(Records)
☆ ☆ ☆

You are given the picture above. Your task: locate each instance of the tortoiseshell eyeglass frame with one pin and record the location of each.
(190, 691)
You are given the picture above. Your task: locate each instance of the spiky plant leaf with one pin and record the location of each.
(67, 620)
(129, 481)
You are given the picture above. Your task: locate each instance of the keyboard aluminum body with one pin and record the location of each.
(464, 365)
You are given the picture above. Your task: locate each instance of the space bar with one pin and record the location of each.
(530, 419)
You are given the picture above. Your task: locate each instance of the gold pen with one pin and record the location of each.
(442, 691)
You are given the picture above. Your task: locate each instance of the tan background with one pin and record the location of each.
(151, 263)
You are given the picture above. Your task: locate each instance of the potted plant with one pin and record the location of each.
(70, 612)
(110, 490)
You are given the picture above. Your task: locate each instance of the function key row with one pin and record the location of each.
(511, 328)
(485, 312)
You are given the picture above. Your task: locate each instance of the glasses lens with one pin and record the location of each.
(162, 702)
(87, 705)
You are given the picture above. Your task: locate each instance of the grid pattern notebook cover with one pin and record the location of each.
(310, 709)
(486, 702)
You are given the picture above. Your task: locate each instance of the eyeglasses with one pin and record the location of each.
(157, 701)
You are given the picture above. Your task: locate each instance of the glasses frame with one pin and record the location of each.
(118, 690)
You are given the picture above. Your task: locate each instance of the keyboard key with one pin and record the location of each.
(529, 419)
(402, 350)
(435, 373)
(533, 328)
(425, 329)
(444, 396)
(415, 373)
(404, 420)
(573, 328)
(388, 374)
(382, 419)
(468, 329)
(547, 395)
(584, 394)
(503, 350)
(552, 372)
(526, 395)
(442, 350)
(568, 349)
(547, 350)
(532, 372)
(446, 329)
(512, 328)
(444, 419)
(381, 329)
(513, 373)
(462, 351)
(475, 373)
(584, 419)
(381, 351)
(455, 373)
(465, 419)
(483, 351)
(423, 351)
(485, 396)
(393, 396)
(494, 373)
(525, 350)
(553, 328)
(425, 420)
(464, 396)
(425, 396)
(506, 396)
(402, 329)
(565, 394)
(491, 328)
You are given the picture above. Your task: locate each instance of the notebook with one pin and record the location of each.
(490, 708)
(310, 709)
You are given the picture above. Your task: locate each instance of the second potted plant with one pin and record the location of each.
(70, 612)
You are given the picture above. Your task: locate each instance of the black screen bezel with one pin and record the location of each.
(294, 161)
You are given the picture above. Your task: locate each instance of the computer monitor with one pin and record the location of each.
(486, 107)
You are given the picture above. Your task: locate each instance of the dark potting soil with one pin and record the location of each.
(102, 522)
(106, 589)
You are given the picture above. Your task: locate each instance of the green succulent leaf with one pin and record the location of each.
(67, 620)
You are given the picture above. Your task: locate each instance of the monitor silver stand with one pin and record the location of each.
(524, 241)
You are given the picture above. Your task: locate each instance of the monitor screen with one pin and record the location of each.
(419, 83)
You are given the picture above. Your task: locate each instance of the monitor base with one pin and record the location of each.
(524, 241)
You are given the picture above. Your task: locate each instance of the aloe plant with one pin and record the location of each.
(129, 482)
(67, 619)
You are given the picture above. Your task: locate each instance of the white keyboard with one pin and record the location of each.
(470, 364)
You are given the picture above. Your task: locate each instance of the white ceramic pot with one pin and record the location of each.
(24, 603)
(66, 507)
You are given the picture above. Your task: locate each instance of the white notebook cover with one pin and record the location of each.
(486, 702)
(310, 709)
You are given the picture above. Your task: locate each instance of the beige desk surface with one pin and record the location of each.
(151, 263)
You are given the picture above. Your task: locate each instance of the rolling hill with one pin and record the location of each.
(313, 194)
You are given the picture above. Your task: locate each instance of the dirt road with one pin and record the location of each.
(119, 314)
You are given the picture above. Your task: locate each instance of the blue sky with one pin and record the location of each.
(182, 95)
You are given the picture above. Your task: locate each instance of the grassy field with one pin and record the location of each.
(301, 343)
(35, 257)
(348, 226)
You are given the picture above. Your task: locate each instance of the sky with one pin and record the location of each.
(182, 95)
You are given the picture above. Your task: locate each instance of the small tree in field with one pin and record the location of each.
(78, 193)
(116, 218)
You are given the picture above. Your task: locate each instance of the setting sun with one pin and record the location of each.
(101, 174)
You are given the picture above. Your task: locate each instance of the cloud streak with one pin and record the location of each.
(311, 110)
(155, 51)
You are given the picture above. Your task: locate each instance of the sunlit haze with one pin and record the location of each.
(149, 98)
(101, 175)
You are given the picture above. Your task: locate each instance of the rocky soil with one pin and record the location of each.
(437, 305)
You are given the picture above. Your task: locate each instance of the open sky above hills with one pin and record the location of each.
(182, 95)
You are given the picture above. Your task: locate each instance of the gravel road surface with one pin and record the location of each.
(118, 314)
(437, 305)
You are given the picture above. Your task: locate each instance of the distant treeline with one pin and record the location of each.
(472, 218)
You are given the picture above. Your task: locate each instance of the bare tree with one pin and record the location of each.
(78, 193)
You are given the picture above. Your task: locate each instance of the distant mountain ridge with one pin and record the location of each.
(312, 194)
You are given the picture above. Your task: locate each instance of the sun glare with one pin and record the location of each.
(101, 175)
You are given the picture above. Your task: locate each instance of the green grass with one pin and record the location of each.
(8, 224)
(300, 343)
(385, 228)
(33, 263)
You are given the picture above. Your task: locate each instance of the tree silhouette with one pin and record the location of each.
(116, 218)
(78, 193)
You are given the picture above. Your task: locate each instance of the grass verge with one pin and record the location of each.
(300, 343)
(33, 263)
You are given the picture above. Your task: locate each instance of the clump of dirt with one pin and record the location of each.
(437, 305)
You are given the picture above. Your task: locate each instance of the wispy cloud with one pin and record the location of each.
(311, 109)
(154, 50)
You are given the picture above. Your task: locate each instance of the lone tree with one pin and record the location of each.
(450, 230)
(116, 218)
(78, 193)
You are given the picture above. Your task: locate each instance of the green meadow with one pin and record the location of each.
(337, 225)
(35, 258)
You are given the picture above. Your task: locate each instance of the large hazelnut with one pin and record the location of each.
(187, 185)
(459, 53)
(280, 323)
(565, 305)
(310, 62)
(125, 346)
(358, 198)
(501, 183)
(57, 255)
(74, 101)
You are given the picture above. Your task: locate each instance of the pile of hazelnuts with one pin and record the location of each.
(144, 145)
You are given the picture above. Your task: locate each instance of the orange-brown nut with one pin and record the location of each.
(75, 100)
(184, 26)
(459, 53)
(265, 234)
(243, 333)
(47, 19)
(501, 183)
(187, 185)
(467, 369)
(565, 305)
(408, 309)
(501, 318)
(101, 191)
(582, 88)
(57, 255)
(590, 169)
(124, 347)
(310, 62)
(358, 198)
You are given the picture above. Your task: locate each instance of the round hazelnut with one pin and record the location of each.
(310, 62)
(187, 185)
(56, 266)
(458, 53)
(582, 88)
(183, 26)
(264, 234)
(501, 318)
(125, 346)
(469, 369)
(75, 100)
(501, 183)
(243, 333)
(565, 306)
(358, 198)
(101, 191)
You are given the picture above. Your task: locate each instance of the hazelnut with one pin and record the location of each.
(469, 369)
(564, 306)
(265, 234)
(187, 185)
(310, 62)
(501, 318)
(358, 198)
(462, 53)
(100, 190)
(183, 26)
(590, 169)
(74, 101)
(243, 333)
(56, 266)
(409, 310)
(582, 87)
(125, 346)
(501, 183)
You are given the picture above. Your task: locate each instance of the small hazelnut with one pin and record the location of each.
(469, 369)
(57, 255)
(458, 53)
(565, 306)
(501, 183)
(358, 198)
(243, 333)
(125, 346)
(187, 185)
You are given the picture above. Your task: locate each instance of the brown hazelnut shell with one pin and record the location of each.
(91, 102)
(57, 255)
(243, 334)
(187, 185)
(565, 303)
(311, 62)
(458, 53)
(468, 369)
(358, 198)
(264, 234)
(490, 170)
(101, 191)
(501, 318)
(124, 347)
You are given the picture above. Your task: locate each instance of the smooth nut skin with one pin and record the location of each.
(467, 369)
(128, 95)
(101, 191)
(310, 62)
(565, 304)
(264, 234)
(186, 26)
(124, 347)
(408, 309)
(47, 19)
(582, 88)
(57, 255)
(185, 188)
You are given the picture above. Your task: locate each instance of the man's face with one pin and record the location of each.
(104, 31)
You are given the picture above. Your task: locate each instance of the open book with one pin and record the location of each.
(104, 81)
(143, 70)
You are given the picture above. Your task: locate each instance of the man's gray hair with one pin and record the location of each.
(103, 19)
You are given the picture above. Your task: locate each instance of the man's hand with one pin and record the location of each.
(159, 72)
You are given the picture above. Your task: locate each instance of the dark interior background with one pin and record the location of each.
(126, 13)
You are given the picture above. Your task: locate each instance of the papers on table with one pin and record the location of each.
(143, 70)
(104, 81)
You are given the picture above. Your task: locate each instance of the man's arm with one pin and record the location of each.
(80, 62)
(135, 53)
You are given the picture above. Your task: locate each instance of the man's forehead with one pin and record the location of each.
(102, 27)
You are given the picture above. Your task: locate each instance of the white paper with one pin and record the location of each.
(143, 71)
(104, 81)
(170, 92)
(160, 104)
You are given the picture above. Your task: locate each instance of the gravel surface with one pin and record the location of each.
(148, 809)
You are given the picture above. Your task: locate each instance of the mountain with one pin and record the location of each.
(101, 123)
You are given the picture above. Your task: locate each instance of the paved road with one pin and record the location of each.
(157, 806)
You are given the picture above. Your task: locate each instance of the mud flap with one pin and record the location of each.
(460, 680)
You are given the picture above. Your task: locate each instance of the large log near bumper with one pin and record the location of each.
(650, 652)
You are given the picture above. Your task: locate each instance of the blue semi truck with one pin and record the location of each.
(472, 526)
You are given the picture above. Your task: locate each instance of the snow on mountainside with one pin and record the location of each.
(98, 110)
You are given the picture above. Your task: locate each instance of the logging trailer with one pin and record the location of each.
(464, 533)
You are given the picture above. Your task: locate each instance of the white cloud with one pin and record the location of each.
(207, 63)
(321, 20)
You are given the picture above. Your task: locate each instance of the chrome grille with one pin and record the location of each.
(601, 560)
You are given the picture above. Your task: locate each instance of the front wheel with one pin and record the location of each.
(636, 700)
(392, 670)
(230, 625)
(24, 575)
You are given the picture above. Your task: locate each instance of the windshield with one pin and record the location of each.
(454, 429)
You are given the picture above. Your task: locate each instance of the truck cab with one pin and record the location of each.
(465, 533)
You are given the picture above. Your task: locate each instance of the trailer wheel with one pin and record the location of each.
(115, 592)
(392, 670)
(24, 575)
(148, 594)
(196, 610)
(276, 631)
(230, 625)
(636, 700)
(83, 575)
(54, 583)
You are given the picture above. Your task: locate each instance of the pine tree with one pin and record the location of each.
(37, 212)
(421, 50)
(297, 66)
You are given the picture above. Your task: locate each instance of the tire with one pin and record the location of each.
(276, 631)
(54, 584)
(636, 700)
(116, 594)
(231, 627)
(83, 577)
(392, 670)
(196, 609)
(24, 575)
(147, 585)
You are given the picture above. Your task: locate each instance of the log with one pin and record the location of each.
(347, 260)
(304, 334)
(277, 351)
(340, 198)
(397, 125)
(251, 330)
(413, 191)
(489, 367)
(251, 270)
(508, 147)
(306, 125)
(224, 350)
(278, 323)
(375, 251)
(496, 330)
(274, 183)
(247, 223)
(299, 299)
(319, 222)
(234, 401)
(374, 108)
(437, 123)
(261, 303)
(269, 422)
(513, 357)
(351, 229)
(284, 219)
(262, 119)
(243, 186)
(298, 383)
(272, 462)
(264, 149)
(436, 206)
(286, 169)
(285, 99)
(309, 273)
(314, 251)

☆ ☆ ☆

EXERCISE AIM - Render the lines above as a numbered list with any blank lines left out, starting with the line that contains "of the pine" and going on through the last line.

WORKED SOLUTION -
1. You are given the picture above. Your task: locate each instance of the pine tree with one pin and record the location of each.
2. (37, 212)
3. (421, 50)
4. (297, 66)
5. You are given the picture above. Your task: locate each instance of the tire with one pin and record the location of each.
6. (276, 631)
7. (54, 584)
8. (636, 700)
9. (116, 594)
10. (231, 627)
11. (83, 577)
12. (392, 670)
13. (196, 609)
14. (24, 575)
15. (147, 585)
16. You are given the picture above. Your task: locate each instance of the log with one pin and record the location of each.
17. (347, 260)
18. (304, 334)
19. (277, 351)
20. (340, 198)
21. (397, 125)
22. (251, 330)
23. (413, 191)
24. (489, 367)
25. (251, 270)
26. (508, 147)
27. (306, 125)
28. (224, 350)
29. (278, 323)
30. (375, 251)
31. (496, 330)
32. (274, 183)
33. (247, 223)
34. (299, 299)
35. (319, 222)
36. (234, 401)
37. (374, 108)
38. (437, 123)
39. (261, 303)
40. (269, 422)
41. (513, 357)
42. (351, 229)
43. (284, 219)
44. (262, 119)
45. (243, 186)
46. (298, 383)
47. (272, 462)
48. (264, 149)
49. (436, 206)
50. (286, 169)
51. (285, 99)
52. (309, 273)
53. (314, 251)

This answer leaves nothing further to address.